# Recessed French Cleat?



## skogie1 (Sep 1, 2014)

I want to put a 4' board up (1"x4"x4') along a wall underneath a set of cubbies to mount hooks to for hanging up jackets and such. My first thought was to simply countersink some holes and mount it to the studs with screws and cover the holes with plugs. But then I thought it would be nicer to have no plugs and so I thought of using a french cleat system. However, if I'm going to use a cleat then the board will stand off the wall. I want the board to be flush. If I recessed the "female" cleat into the board then it would sit flush but this doesn't sound easy and with a 1" board I'm not sure it would be that strong as I couldn't go too deep. Any thoughts or suggestions on how to get this board flat against the wall without leaving visible drill holes? Thanks.


----------



## barada83 (Feb 25, 2015)

A couple of ideas:
1) make a cleat the width and length of your board. This would effectively make everything flush on the wall. It will still be offset, not sure how that works with your design. 
2) You describe an extended side panel with recessed cleat. It can be done but always much easier to mount the cleat then scribe a non-structurally essential side panel to the wall.

#####

| WHAT THIS EXERCISE ASKS |
a - Answer these questions about the forum thread on a recessed French cleat, one per line:
(i) What dimensions are given for the board the first poster wants to put up?
(ii) What does the first poster intend to mount on the board?
(iii) In the reply's first idea, what width and length should the cleat be made?
b - Count the lines of the records that contain the string "water", matching case exactly, and give only the number.
The records that follow are unrelated to the forum thread.

#####

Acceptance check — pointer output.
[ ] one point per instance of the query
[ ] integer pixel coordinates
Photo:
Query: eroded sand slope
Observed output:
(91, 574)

#####

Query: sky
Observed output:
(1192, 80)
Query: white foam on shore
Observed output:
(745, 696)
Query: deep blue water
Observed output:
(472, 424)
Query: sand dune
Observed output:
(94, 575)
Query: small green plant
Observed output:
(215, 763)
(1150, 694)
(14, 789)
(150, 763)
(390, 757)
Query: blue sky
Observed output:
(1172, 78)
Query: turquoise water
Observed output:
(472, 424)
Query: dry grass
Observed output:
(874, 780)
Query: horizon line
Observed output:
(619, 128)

#####

| ANSWERS GIVEN |
a -
(i) 1"x4"x4'
(ii) Hooks for hanging up jackets and such
(iii) The width and length of the board

b - 2